[BEGIN Records for the exercise]

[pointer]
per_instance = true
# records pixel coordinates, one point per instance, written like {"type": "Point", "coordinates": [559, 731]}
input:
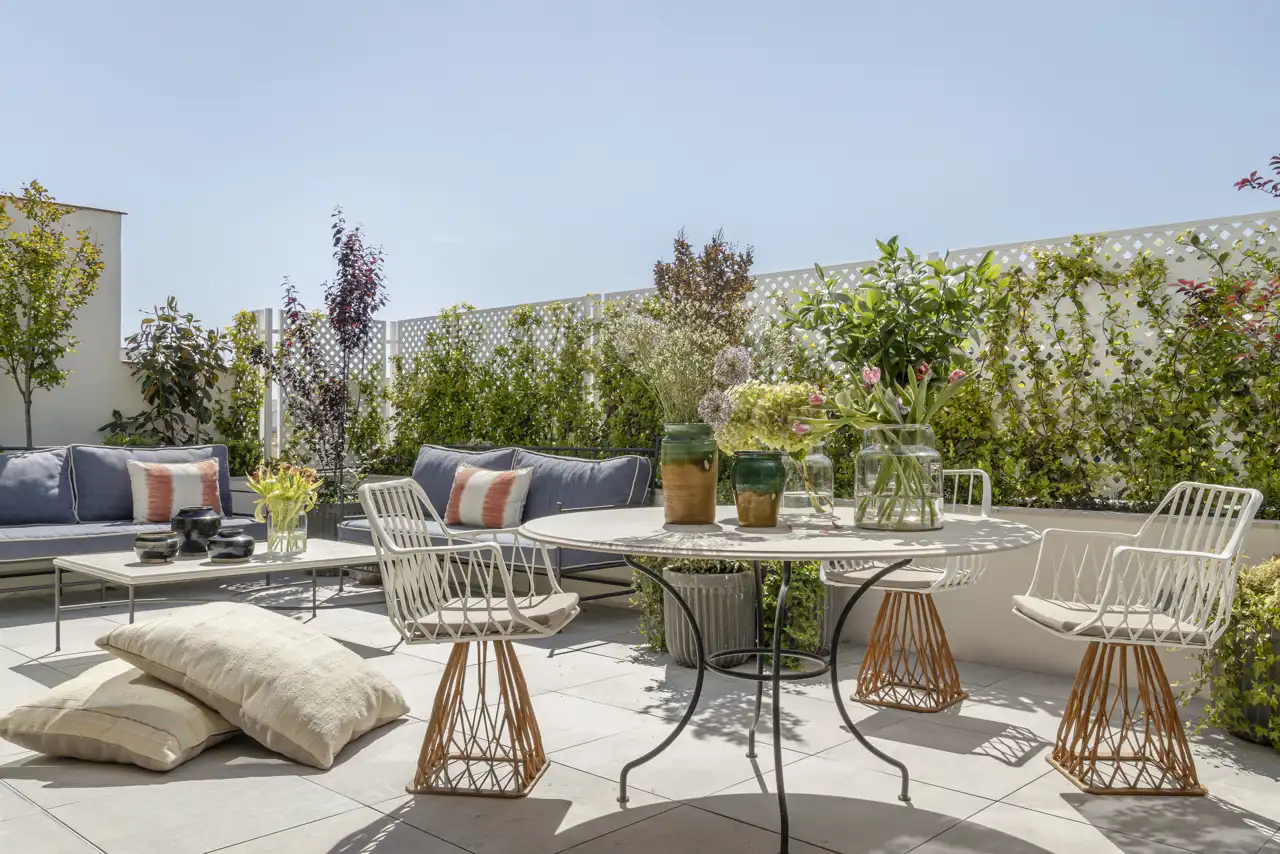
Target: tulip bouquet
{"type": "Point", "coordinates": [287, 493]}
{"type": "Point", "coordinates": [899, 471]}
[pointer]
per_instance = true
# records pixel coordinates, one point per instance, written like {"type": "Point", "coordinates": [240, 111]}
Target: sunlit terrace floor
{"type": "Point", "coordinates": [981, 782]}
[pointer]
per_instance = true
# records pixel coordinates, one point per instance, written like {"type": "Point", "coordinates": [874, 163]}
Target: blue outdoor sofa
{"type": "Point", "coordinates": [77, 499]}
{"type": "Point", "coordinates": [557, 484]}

[END Records for the exercise]

* Stated goal
List every line in the material above that contains the word "like".

* Solved exercise
# records pixel coordinates, one point per instance, written like {"type": "Point", "coordinates": [559, 731]}
# records pixel coordinates, one point per instance, written like {"type": "Point", "coordinates": [240, 111]}
# records pixel coordinates, one point per instance, written like {"type": "Point", "coordinates": [874, 163]}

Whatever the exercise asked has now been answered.